**Work instruction**:
Pull each line holding "viewBox" out of the entries below.

START Excerpted records

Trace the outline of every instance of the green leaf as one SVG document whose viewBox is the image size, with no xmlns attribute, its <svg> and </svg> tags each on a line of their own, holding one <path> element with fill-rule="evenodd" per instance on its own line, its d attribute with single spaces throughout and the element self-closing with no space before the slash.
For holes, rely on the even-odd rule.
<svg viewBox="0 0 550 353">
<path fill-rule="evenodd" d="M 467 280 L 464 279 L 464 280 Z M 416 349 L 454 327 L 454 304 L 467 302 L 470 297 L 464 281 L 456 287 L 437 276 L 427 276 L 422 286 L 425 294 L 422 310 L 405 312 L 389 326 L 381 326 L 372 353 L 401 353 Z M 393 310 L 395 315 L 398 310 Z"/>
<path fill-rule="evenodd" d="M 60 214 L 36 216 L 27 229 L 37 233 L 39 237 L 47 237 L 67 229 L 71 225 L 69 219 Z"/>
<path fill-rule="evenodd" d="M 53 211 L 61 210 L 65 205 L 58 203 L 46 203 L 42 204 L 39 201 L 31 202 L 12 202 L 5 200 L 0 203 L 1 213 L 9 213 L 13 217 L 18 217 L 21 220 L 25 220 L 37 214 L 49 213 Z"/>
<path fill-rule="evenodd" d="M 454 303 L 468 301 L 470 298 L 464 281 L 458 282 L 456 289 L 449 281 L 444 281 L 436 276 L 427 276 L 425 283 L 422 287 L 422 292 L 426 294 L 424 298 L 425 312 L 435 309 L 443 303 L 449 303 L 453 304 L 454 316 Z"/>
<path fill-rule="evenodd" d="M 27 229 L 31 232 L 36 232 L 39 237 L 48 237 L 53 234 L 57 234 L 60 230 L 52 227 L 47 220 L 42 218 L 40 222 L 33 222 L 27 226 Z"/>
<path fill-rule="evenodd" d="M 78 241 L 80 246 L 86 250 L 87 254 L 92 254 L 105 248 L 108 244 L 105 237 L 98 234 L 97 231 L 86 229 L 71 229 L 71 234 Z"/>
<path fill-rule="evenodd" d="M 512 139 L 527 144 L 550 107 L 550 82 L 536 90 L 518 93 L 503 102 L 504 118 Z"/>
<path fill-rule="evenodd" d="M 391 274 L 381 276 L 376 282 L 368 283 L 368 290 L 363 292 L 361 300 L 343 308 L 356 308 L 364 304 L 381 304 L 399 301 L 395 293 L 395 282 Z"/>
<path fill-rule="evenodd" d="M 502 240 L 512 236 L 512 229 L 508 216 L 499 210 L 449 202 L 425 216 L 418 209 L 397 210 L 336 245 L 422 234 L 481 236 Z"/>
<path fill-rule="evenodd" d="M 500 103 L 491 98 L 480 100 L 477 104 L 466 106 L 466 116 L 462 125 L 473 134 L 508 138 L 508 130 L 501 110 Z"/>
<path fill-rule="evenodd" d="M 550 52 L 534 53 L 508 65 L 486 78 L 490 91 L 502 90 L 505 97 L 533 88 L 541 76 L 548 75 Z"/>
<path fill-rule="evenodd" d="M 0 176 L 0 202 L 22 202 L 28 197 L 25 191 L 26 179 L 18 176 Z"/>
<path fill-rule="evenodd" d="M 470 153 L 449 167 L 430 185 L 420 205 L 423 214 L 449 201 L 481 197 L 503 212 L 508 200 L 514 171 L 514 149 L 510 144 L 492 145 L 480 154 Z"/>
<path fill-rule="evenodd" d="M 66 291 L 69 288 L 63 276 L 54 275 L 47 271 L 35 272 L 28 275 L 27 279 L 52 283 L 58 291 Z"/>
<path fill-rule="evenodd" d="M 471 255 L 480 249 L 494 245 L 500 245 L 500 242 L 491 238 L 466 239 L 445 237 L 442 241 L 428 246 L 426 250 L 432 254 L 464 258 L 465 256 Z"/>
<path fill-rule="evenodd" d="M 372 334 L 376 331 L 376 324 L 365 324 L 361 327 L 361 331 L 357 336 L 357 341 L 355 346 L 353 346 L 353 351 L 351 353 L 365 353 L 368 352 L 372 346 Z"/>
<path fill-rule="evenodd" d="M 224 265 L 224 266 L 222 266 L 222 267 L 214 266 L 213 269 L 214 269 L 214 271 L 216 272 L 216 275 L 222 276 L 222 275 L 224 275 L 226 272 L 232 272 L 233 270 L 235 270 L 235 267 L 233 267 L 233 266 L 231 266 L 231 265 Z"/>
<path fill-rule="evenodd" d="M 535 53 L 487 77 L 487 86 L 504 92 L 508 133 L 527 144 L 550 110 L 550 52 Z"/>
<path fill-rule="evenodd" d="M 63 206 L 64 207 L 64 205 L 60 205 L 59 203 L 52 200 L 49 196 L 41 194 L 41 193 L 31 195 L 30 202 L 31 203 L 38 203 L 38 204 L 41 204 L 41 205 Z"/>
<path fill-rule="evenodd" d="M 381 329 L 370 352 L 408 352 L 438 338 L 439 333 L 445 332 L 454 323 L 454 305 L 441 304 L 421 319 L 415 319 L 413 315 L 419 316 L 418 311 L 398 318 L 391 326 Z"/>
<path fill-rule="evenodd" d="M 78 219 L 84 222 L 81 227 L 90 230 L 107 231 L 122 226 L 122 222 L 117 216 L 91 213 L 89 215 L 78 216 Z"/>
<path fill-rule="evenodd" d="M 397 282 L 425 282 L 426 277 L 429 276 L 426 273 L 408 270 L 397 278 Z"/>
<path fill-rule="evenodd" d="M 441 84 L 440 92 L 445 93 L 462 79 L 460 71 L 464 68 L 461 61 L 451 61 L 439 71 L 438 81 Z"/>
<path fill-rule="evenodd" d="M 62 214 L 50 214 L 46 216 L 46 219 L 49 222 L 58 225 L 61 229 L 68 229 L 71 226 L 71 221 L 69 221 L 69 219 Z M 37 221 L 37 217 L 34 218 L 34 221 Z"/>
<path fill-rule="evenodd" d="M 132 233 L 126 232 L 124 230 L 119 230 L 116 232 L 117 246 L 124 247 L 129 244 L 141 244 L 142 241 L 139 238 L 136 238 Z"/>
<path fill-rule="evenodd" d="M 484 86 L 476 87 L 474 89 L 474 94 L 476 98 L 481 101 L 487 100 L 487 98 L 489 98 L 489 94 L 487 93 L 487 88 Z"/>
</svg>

END Excerpted records

**Exercise answer**:
Trace the outline of every instance of the green leaf as one SVG document whose viewBox is the image size, with no xmlns attribute, its <svg> and </svg> tags each on a line of their own, holding one <path> element with fill-rule="evenodd" per instance on its own line, its d attribute with single spaces throughout and the element self-closing with no space before the slash.
<svg viewBox="0 0 550 353">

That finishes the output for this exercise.